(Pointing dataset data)
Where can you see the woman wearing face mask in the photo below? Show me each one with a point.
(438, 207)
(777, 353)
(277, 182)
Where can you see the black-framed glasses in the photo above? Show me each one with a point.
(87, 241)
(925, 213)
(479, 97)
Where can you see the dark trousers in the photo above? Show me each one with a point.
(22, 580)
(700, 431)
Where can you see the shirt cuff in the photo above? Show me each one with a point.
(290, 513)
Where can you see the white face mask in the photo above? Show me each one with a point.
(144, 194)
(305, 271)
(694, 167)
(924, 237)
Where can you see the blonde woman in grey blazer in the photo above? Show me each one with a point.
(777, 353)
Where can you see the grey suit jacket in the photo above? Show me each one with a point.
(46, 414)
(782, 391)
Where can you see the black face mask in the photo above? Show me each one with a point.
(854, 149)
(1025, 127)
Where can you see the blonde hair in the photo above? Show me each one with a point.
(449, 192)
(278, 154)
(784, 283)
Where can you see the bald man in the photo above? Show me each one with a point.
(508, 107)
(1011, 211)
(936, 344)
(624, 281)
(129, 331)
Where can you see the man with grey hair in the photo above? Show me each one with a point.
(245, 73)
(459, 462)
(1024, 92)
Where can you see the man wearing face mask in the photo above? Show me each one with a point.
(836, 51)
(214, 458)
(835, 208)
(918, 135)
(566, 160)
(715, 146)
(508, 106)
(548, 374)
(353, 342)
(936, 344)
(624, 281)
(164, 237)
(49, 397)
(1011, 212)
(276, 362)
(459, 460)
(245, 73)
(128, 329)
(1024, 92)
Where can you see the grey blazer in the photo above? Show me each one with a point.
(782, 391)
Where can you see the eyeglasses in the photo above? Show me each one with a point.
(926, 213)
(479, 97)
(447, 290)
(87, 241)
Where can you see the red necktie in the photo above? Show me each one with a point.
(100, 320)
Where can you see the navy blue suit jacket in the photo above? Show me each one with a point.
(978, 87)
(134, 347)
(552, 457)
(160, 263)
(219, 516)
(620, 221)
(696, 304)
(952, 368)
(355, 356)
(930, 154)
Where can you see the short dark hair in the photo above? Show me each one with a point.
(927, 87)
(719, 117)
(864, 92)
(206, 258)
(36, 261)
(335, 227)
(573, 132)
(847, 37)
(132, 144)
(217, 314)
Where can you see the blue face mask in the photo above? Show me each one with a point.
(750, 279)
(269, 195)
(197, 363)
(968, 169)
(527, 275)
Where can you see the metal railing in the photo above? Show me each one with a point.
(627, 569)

▸ **Instructions for the task**: Rescale the data from the line that contains "Where can you see the navy" through the end of the data by writing out every one of those lines again. Multiply each coordinate by 2.55 and round it to a whole number, with halves rounded up.

▸ **Written answer**:
Where can you see the navy blue suit jacket in the photo above? Show me each one with a point.
(2494, 222)
(342, 885)
(1408, 1165)
(408, 671)
(558, 1316)
(1581, 564)
(1775, 775)
(2428, 938)
(905, 908)
(2372, 393)
Where can you see the short dark hair in the photo above? Show me each one with a point.
(2364, 222)
(1833, 298)
(2203, 235)
(525, 658)
(92, 666)
(854, 579)
(1461, 337)
(2160, 94)
(337, 367)
(553, 801)
Where can you see the blue face mask in the photo above? Show me each one with a point.
(1913, 711)
(686, 497)
(502, 926)
(2468, 431)
(1344, 701)
Where can you see the metal railing in the photo above? Show me each one with a point.
(1599, 1451)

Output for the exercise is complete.